WRITTEN PROBLEM: Copy out the records below word for word, starting with the line that contains "on the field" and going on through the line that contains "on the parted", including both of those lines.

EXTRACTED MATERIAL:
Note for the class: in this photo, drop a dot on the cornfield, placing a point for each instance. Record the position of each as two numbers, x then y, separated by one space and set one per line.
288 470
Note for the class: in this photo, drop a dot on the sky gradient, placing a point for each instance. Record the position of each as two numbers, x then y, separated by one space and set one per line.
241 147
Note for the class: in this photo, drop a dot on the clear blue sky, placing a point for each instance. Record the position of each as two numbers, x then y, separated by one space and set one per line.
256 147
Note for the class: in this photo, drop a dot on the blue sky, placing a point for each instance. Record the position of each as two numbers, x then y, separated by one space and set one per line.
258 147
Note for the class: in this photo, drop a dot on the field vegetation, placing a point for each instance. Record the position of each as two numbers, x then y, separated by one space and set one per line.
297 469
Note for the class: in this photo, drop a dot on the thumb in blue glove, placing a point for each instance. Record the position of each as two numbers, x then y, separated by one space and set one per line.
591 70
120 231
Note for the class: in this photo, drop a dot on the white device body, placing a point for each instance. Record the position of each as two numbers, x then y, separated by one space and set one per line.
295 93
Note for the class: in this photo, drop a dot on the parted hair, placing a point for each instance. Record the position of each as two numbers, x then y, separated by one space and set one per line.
--
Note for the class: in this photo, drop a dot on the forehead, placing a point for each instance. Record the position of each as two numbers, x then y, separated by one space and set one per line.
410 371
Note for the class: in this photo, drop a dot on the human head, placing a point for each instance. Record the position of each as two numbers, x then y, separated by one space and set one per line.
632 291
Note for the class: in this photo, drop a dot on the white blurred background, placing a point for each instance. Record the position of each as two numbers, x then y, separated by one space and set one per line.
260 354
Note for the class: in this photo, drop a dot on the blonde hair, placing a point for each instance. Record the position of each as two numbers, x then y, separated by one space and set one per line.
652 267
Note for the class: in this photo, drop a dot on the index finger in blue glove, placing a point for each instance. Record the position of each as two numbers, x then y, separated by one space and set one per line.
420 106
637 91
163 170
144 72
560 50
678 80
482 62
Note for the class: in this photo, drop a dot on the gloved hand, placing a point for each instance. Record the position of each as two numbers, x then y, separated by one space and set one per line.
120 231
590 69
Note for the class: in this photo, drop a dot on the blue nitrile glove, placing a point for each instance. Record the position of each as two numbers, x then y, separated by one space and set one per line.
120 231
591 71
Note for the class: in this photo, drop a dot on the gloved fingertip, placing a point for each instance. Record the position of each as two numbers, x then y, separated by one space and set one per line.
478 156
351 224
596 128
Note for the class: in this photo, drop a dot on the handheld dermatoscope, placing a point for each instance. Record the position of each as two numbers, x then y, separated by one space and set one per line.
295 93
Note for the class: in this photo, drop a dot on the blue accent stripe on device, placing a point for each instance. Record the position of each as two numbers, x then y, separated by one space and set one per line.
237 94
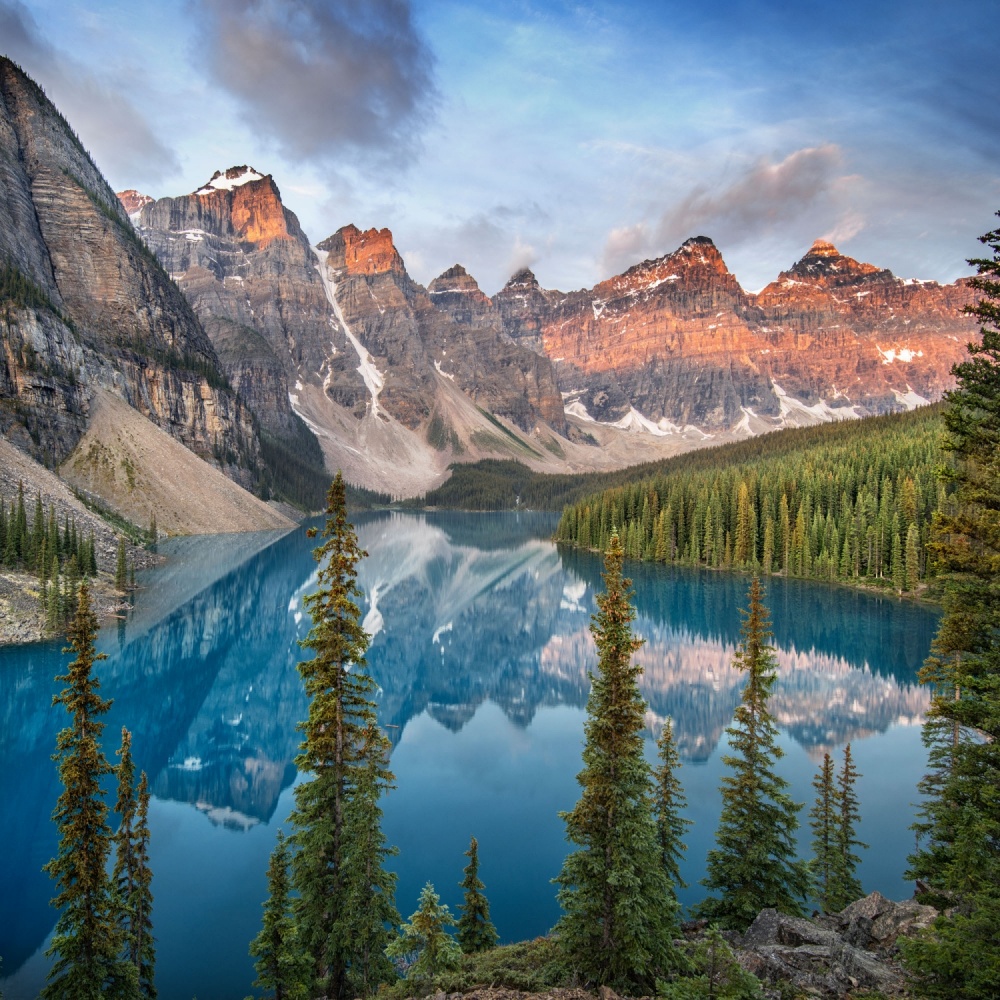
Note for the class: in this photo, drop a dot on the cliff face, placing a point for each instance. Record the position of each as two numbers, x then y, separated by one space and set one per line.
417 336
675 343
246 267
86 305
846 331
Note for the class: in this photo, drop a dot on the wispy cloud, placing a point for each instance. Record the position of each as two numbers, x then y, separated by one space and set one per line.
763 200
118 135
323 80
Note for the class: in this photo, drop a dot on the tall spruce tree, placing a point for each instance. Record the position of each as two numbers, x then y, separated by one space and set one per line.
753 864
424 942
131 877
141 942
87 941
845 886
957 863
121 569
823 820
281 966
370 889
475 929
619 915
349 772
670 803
---
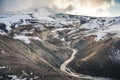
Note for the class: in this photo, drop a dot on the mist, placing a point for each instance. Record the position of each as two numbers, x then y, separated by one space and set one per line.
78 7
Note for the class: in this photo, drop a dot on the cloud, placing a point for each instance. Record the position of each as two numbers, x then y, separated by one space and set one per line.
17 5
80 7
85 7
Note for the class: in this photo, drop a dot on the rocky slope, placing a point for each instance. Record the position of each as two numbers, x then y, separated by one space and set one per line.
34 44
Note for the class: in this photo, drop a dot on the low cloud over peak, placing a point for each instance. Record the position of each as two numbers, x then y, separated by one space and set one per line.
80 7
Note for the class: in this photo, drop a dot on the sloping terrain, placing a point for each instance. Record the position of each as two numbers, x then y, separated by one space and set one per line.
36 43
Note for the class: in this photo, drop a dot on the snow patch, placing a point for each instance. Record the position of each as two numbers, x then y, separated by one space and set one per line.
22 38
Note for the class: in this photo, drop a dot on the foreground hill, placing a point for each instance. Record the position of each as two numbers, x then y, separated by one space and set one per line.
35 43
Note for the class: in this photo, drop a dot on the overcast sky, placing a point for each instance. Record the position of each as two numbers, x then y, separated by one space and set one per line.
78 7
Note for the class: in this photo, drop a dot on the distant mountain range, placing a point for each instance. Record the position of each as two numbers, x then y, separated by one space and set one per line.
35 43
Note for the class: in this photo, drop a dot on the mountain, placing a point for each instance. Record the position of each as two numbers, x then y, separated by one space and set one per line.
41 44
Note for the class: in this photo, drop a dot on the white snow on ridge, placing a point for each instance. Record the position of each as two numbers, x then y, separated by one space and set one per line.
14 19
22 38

SOLUTION:
Note for the class: in this photo, drop a dot on the field vegetation, placing a point for each instance. Record the position of each as two numbers, x then y, separated by one space and set one per line.
297 469
Note for the class: in this photo, drop a dot on the thumb in blue glove, placing a point for each instance. Record the position of each as two numbers, x then y, separated by one space and set one per line.
591 70
120 231
Note for the class: in this photo, drop a dot on the white device body, placing a point for each instance. Record the position of each as two numbers, x then y, separated by one space and set one per line.
295 93
Note for the class: in this photo, drop a dot on the parted hair, placing a point for each instance. Record the position of each as two numbers, x then y, separated by one space and set one per line.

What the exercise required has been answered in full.